EXTRACTED TEXT Block Start

There is a reason old relationships are left behind to die. I don’t just mean romantic relationships—all relationships: friendships, familial, and romantic. Maybe you know why it happened, maybe you don’t.
And I get it. We’re all feeling the pain of loneliness and isolation. Trying to fill hours, days, weeks, and months with something, anything. Stuck with a lot of time on our hands to reflect and reminiscence. This pandemic is wreaking havoc on lives worldwide and many of us are struggling to maintain our mental health and our peace of mind in a time when the entire world is up in arms. We’re worrying about health and finances, social unrest and political gaming, family and friends, our lives and our futures.
So much worry. So much fear. So much anger.
But the last thing anyone needs is an old toxic relationship rearing its ugly head in search of answers and adding to our already full plates. So maybe think beyond yourself, and just don’t do it. Don’t reach out.
[ Trigger Warning: May mention or refer to physical, psychological, and/or sexual abuse. ]
Oh crap! It’s my father.

EXTRACTED TEXT Block End
SUPPLIED ENTRIES Block Start

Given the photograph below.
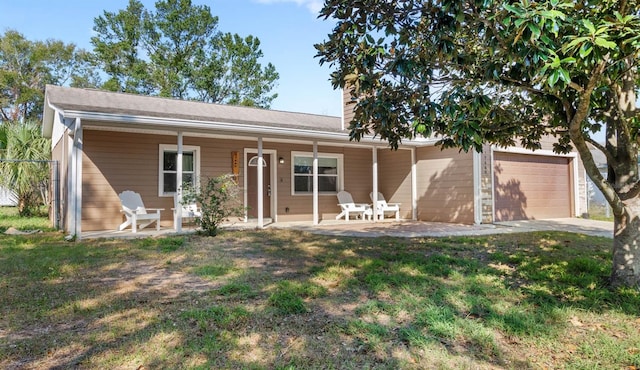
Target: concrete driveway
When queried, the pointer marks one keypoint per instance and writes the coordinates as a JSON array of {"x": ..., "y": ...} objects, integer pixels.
[
  {"x": 407, "y": 229},
  {"x": 412, "y": 229}
]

SUPPLIED ENTRIES Block End

• _WHAT YOU NEED TO DO_
a: Answer these questions using the text about old relationships:
(i) What three kinds of relationships does the writer list?
(ii) What does the text say many people are struggling to maintain?
(iii) What kinds of abuse does the trigger warning say may be mentioned?
b: Duplicate the part of the text about old relationships that opens with the words containing "And I get it." and closes with "Don’t reach out.".
c: Rewrite the paragraph of the text about old relationships that begins "And I get it." in a shorter form that keeps its main facts.

• _SOLUTION LIST_
a:
(i) Friendships, familial relationships, and romantic relationships.
(ii) Their mental health and their peace of mind.
(iii) Physical, psychological, and/or sexual abuse.

b:
And I get it. We’re all feeling the pain of loneliness and isolation. Trying to fill hours, days, weeks, and months with something, anything. Stuck with a lot of time on our hands to reflect and reminiscence. This pandemic is wreaking havoc on lives worldwide and many of us are struggling to maintain our mental health and our peace of mind in a time when the entire world is up in arms. We’re worrying about health and finances, social unrest and political gaming, family and friends, our lives and our futures.
So much worry. So much fear. So much anger.
But the last thing anyone needs is an old toxic relationship rearing its ugly head in search of answers and adding to our already full plates. So maybe think beyond yourself, and just don’t do it. Don’t reach out.

c: Everyone is feeling lonely and isolated, trying to fill long stretches of time and left to reflect. The pandemic is wreaking havoc on lives worldwide, and many struggle to keep their mental health and peace of mind. People worry about health, finances, social unrest, political gaming, family, friends, and their lives and futures.